§ Text shown:
Why Fake It Till You Make Is a Lie: Fight Imposter Syndrome

Why Fake It Till You Make Is a Lie: Fight Imposter Syndrome

Have you ever heard the phrase “Fake it till you make it”?

Perhaps a friend told you to fake it till you make it at school, a mentor said it to you when you started a new job, or even your parents preached it when you tried a new hobby. Pretending to be someone until, one day, you suddenly become that person is common advice that society tells you will give you the confidence to tackle new challenges. Recently, many have preached it as the cure for imposter syndrome, especially in the tech community.

Fake it till you make it is dead

There is a much better way to install confidence in yourself and fight against imposter syndrome. Let me share this knowledge with you as someone who has used this method to overcome imposter syndrome. Now is the time to take actionable steps to grow your confidence and not feel like an imposter.

Why Fake it Till You Make It Fails

Before I can introduce you to a better way to combat imposter syndrome, it is important you understand what imposter syndrome is and why faking it fails so many people.

§ Problem to work on: In the article on imposter syndrome, in which community has "fake it till you make it" recently been preached as a cure for imposter syndrome? The listing comes from a separate source.

A run of records

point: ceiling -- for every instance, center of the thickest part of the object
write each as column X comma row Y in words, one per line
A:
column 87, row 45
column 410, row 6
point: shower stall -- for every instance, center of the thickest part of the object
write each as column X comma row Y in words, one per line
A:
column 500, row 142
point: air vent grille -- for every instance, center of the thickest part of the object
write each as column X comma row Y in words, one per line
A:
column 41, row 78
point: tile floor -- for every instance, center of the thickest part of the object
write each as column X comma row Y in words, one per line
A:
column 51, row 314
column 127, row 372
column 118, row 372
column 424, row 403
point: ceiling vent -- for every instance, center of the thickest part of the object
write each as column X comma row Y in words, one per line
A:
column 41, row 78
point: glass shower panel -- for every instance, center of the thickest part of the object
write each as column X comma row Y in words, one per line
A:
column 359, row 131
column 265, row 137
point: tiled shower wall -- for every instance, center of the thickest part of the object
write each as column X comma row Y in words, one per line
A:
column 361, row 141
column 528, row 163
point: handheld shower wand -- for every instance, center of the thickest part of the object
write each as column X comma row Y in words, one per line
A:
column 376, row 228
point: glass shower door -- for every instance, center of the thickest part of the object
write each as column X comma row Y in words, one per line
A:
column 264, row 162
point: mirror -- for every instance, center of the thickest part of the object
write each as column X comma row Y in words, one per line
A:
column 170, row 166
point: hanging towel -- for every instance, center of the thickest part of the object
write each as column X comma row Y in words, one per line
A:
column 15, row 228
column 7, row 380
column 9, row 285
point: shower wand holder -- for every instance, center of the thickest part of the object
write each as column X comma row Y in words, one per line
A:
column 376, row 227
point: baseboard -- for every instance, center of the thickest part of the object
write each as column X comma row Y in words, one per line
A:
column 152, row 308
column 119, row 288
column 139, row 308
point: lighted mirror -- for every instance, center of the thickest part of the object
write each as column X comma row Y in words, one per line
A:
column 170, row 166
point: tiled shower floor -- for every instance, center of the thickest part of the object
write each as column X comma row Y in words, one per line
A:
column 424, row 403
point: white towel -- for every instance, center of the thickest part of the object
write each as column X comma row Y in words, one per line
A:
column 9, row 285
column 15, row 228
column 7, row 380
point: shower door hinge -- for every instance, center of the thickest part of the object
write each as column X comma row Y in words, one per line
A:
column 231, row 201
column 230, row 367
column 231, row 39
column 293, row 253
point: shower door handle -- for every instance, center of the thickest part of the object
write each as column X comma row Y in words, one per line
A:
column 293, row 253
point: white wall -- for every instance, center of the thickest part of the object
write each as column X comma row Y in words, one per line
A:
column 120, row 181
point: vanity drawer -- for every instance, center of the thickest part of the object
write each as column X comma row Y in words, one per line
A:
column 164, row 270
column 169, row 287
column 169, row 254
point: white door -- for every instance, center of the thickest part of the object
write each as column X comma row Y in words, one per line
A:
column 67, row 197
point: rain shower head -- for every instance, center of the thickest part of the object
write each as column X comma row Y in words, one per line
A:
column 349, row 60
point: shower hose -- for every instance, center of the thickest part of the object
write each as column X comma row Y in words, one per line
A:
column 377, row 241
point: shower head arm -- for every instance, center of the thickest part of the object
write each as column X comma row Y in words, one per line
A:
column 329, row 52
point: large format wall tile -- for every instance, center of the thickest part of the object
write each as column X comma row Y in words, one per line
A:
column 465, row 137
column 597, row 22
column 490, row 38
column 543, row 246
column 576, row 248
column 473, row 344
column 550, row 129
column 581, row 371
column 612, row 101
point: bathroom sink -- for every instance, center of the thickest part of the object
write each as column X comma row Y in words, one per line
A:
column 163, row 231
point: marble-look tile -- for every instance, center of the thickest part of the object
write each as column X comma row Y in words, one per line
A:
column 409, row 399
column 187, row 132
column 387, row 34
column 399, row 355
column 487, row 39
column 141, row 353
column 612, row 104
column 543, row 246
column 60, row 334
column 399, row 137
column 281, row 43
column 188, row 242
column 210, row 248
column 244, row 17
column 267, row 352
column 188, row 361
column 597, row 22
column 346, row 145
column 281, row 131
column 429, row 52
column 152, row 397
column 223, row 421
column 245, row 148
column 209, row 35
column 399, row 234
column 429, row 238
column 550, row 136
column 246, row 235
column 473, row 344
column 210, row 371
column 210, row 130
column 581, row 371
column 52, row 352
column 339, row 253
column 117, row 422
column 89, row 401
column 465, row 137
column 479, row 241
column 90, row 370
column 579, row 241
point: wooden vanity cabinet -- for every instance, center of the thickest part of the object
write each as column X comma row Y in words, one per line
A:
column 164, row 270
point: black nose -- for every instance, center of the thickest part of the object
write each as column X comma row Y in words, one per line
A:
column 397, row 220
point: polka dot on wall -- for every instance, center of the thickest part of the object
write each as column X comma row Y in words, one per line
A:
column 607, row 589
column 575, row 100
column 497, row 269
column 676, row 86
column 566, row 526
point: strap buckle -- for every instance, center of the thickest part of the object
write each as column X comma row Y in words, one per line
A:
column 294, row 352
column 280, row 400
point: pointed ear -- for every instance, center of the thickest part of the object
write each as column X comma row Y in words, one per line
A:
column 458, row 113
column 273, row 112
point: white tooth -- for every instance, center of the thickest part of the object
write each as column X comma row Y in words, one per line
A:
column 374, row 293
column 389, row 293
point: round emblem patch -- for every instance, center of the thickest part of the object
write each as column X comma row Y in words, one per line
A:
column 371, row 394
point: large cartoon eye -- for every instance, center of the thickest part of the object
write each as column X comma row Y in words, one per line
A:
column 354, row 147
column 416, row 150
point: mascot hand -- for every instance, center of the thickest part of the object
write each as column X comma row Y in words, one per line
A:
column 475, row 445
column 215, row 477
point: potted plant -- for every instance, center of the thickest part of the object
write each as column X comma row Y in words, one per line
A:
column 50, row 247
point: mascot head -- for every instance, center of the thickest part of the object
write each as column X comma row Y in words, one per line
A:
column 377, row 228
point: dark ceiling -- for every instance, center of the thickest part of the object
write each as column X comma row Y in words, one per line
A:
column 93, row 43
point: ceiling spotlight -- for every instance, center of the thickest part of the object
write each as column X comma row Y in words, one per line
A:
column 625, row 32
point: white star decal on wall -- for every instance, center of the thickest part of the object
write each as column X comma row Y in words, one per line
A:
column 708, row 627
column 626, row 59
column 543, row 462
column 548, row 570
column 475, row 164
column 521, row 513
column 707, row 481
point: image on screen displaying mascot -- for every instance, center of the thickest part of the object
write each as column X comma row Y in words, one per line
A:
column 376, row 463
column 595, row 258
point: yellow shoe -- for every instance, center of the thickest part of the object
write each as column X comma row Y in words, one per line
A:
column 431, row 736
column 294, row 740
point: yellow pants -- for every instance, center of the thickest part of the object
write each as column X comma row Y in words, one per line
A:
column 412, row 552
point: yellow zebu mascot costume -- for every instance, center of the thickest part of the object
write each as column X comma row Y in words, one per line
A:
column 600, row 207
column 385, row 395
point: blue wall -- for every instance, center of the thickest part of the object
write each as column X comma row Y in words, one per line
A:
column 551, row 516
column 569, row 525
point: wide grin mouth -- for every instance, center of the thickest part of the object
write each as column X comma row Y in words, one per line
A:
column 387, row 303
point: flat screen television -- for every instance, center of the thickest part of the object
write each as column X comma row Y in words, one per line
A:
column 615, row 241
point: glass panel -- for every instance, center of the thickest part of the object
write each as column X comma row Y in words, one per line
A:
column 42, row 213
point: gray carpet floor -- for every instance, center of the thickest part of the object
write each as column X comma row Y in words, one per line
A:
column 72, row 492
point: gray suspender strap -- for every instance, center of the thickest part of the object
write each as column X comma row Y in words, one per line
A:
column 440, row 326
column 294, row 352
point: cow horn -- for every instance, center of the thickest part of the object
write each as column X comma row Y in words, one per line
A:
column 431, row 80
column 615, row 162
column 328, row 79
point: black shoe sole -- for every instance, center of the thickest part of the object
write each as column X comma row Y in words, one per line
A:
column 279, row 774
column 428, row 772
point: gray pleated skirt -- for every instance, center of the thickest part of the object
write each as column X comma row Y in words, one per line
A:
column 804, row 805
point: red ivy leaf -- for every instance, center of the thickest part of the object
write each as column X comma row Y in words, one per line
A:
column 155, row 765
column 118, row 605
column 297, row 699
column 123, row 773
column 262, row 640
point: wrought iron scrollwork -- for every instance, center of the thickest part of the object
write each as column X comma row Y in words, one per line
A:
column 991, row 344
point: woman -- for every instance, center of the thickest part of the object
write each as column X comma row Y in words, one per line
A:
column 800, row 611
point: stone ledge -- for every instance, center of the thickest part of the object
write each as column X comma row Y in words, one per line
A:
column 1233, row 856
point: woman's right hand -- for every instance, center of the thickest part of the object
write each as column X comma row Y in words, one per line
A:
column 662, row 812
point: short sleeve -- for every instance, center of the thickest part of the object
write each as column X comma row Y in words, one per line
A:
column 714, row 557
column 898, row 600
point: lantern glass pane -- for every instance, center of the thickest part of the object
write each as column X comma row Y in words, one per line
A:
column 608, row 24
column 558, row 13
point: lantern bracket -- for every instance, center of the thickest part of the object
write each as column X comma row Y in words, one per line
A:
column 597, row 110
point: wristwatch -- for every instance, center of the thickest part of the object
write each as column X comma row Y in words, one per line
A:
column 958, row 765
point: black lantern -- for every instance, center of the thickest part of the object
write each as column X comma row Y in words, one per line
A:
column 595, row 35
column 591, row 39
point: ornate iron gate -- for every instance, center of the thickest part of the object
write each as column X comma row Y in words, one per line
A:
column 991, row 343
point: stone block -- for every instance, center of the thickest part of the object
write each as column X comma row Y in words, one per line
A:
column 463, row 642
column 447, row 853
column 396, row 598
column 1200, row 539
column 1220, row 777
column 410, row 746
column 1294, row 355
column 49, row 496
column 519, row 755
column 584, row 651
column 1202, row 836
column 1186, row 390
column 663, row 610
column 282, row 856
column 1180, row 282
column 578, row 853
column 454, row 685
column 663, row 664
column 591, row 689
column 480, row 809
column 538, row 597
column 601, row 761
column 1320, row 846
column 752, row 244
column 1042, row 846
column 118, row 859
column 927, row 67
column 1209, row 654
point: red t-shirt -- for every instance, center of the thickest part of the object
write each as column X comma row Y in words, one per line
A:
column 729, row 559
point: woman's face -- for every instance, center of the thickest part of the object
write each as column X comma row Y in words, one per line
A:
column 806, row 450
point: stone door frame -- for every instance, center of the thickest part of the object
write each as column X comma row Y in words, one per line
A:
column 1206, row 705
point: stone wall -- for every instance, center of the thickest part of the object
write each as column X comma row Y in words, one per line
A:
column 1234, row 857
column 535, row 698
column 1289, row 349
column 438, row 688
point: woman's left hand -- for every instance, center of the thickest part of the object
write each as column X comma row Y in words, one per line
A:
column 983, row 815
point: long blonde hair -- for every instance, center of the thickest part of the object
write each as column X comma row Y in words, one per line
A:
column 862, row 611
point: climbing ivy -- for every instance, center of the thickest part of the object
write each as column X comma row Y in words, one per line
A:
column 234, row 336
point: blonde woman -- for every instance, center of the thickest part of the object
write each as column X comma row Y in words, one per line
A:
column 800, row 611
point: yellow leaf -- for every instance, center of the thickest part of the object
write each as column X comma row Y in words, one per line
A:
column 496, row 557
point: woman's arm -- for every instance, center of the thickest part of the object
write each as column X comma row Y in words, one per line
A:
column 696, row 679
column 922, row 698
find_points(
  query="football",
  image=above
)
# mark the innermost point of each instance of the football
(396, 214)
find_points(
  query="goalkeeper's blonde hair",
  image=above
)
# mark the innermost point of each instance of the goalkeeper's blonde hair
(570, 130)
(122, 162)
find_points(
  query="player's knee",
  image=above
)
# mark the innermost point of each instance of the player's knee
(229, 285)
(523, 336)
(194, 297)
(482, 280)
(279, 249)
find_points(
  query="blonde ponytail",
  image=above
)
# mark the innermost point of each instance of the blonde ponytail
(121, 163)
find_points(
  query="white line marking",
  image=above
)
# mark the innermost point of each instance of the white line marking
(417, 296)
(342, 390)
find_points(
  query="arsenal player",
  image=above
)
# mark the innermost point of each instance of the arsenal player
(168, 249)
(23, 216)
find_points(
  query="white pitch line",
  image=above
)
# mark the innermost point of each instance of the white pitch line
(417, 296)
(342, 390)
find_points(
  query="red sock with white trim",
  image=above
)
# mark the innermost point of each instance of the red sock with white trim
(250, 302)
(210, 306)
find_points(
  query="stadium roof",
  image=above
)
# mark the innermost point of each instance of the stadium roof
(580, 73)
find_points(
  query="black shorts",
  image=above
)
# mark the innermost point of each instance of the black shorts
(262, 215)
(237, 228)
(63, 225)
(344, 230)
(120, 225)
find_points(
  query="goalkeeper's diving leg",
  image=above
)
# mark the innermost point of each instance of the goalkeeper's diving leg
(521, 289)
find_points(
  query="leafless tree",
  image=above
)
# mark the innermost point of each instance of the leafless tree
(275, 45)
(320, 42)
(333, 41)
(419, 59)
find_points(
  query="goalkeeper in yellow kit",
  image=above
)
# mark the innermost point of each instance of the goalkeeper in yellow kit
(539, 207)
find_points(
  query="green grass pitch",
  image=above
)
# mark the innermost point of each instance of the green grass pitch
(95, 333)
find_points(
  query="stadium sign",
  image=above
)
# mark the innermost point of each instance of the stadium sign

§ Complete output: The tech community.